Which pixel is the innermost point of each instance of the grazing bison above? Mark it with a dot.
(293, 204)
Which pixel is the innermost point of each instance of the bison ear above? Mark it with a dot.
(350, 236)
+++
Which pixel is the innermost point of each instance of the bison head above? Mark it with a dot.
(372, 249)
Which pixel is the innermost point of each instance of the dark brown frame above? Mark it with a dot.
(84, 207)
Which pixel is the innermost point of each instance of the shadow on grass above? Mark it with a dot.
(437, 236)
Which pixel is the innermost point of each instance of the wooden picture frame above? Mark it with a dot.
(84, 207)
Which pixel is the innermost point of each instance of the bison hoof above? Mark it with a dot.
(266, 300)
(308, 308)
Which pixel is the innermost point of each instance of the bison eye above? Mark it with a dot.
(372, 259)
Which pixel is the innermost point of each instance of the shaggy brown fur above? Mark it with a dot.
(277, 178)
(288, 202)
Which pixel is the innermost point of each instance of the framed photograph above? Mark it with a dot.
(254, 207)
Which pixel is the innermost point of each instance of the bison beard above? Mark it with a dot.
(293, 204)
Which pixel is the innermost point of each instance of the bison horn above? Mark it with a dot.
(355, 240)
+++
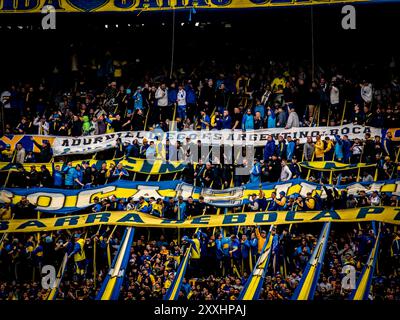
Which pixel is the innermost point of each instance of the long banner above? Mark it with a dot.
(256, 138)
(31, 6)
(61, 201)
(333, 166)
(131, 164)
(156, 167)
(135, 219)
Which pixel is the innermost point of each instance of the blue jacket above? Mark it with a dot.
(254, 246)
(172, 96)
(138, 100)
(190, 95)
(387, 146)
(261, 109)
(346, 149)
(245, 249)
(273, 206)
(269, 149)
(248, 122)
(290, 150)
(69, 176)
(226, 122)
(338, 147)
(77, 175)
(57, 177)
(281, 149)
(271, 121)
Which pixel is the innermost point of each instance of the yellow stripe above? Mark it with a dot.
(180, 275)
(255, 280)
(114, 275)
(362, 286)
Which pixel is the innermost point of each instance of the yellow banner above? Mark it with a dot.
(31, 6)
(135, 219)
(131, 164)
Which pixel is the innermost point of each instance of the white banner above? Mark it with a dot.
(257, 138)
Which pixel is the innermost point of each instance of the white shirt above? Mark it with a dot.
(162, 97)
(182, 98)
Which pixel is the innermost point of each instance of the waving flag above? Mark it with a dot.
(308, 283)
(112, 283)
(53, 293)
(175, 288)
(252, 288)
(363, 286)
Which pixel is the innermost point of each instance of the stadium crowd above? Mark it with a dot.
+++
[To do]
Look above for the line with "jacket above? Mark it with a dot." and the line with "crowd above? Mark it with a dot.". Write out those two lines and all the lines between them, exactly, and no others.

[Response box]
Which pixel is the innermost point of each instance of the blue jacket above? Mark it with a dot.
(254, 246)
(172, 96)
(138, 100)
(190, 95)
(387, 146)
(261, 109)
(346, 149)
(245, 249)
(273, 206)
(269, 149)
(248, 122)
(290, 150)
(69, 176)
(226, 122)
(338, 147)
(77, 175)
(57, 177)
(281, 149)
(271, 121)
Which pixel is the innermost point of each instance of the yellow stripe above? Mark it with a dot.
(180, 275)
(255, 280)
(114, 275)
(362, 286)
Which pixel is the innermost point of each instance of the yellow banner above? Mark it with a dot.
(31, 6)
(135, 219)
(131, 164)
Which pixel is the innermost point of each instance of the white banner above? Mark it with a dot.
(257, 138)
Which pixel is the innermost point of each instance of the white shirt above? Mark it with a dot.
(162, 97)
(182, 98)
Which pixel is the innermost point of each instance of the waving flag above? Mark it with a dot.
(308, 283)
(112, 283)
(53, 293)
(175, 288)
(252, 288)
(363, 286)
Which pixel is the innermost point of each instance of the stadium crowd above? Mark it with a dot.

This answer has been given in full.